Material shown
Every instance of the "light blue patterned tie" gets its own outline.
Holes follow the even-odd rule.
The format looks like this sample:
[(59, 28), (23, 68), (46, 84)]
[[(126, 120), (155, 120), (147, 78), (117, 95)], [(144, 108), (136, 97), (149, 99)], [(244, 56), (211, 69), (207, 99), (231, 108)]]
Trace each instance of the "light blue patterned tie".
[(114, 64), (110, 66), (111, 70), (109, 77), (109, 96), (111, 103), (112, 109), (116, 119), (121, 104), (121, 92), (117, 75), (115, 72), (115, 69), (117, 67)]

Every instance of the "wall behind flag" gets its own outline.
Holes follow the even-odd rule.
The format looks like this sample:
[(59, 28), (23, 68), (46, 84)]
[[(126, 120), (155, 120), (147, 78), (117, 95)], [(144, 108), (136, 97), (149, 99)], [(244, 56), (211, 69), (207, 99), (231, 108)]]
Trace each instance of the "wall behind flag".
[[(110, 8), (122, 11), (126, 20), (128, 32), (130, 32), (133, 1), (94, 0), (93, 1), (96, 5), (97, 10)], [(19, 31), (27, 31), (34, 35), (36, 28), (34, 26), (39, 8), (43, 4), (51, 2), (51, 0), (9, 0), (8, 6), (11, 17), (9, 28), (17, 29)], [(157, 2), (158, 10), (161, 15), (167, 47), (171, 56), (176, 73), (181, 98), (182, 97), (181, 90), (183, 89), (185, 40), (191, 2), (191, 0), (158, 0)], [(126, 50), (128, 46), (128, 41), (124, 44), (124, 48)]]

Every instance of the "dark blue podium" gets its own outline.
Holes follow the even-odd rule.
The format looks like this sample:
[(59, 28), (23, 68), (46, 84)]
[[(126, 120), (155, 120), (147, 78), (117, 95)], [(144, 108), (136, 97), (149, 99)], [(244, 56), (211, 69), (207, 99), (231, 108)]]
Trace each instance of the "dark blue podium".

Exercise prompt
Reproduce all of the lines above word for word, leaving nothing out and changing nothing.

Answer for this exercise
Every instance of the "light blue patterned tie" gets its own outline.
Holes follow the even-odd rule.
The format looks like this sample:
[(59, 28), (23, 68), (46, 84)]
[[(126, 120), (155, 120), (147, 78), (117, 95)], [(144, 108), (136, 97), (149, 99)], [(244, 56), (211, 69), (207, 99), (231, 108)]]
Trace each instance of the "light blue patterned tie".
[(114, 64), (110, 66), (111, 70), (109, 77), (109, 96), (111, 103), (112, 109), (116, 119), (121, 104), (121, 92), (117, 75), (115, 72), (115, 69), (117, 67)]

Every instance of the "wall behind flag" gets its own outline.
Holes follow the even-odd rule.
The format looks like this sample:
[(59, 28), (23, 68), (46, 84)]
[[(126, 120), (155, 120), (147, 78), (117, 95)], [(144, 108), (136, 97), (149, 99)], [(244, 56), (211, 69), (207, 99), (231, 108)]]
Trace each instance of the "wall behind flag".
[[(110, 8), (122, 11), (126, 20), (128, 32), (130, 32), (133, 1), (94, 0), (93, 1), (96, 5), (97, 10)], [(19, 31), (27, 31), (34, 35), (36, 28), (34, 26), (39, 8), (43, 4), (51, 2), (51, 0), (9, 0), (8, 6), (11, 17), (9, 28), (17, 29)], [(157, 2), (158, 10), (161, 15), (167, 47), (171, 56), (176, 73), (181, 98), (182, 97), (181, 90), (183, 89), (185, 40), (191, 2), (191, 0), (158, 0)], [(126, 50), (128, 46), (128, 41), (124, 44), (124, 48)]]

Every instance of the "dark blue podium" gets its own outline.
Holes follow the even-odd rule.
The format looks like this sample:
[(59, 28), (23, 68), (46, 84)]
[[(126, 120), (155, 120), (147, 78), (117, 95)], [(144, 108), (136, 97), (149, 99)], [(244, 56), (211, 69), (207, 99), (231, 108)]]
Trace each instance of the "dark blue podium".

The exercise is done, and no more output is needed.